=== Selection ===
Fatal crashes involving cyclists have been posted in social media including a recent one involving a mother of two who was run over by a garbage truck that encroached on the on-street/painted bike lane in, of all places, Marikina City. Emphasis on Marikina is made here because it is a city well-known for its comprehensive bikeways network. The network is comprised of segregated and on-street bikeways.
Following are some photos showing examples of good and bad practices pertaining to bikeways design in the Philippines:
Example of segregated bikeway at the University of the Philippines Diliman campus. Cyclists actually share the carriageway lane allocated from the Academic Oval with pedestrians and joggers. They are not physically protected from motor vehicles that can encroach on the bike lane.
Example of segregated and protected bikeway along Marcos Highway in Pasig City (similar design for the sections in Marikina, Cainta and Antipolo) – bikeway is on the sidewalk and cyclists essentially share space with pedestrians despite delineations.
=== Rows ===
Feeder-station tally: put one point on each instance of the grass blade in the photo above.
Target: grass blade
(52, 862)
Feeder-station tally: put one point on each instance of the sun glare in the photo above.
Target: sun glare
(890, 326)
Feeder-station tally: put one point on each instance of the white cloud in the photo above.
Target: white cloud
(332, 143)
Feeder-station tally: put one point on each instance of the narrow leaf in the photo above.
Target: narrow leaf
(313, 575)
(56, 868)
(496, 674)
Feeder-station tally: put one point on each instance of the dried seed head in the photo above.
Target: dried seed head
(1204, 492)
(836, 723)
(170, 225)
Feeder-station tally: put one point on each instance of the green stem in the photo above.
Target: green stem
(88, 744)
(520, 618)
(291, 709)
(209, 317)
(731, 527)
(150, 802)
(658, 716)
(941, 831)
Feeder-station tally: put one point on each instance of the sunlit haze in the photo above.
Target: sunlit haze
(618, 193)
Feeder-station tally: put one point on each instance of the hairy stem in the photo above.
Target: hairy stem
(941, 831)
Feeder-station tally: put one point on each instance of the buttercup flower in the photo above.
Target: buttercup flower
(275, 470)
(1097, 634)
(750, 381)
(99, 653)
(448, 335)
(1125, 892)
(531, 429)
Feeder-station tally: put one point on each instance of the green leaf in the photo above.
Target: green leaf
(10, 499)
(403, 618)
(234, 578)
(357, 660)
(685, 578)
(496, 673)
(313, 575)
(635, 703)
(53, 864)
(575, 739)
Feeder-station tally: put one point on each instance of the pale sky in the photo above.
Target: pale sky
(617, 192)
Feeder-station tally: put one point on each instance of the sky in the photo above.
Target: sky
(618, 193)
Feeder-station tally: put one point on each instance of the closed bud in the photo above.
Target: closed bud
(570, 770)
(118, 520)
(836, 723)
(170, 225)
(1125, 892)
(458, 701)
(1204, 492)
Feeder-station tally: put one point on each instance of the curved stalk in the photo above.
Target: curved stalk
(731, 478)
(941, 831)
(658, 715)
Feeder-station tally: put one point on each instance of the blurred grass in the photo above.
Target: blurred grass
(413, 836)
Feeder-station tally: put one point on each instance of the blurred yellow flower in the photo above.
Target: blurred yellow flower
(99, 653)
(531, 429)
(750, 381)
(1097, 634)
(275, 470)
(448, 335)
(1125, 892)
===
## Prompt 1
Transcribe the bikeways passage word for word from "Following are some" to "the bike lane.".
## Prompt 2
Pick up the bikeways passage after its final sentence and carry it forward.
The lines have nothing to do with the bikeways passage.

## Written response 1
Following are some photos showing examples of good and bad practices pertaining to bikeways design in the Philippines:
Example of segregated bikeway at the University of the Philippines Diliman campus. Cyclists actually share the carriageway lane allocated from the Academic Oval with pedestrians and joggers. They are not physically protected from motor vehicles that can encroach on the bike lane.

## Written response 2
Example of segregated and protected bikeway/walkway along EDSA in Makati City – note that space to be shared by pedestrians and cyclists is very constricted.
Example of poor design along White Plain Avenue – the MMDA seems to have designated the entire sidewalk space for cyclists.
Three examples from Marikina’s bikeways are shown below:
Painted, segregated bikeways on the carriageway on either side of a two-way road [Note: This is basically the design along the street where the crash in Marikina occurred.]
Painted, segregated bikeways on the carriageway along a one way road
Segregated and protected bikeway off the carriageway along Sumulong Highway
Granted that the ideal set-up would have segregated or protected bikeways that are designed properly, we take a look at two other very important elements that are not at all as technical as design and planning of bikeways – respect and education.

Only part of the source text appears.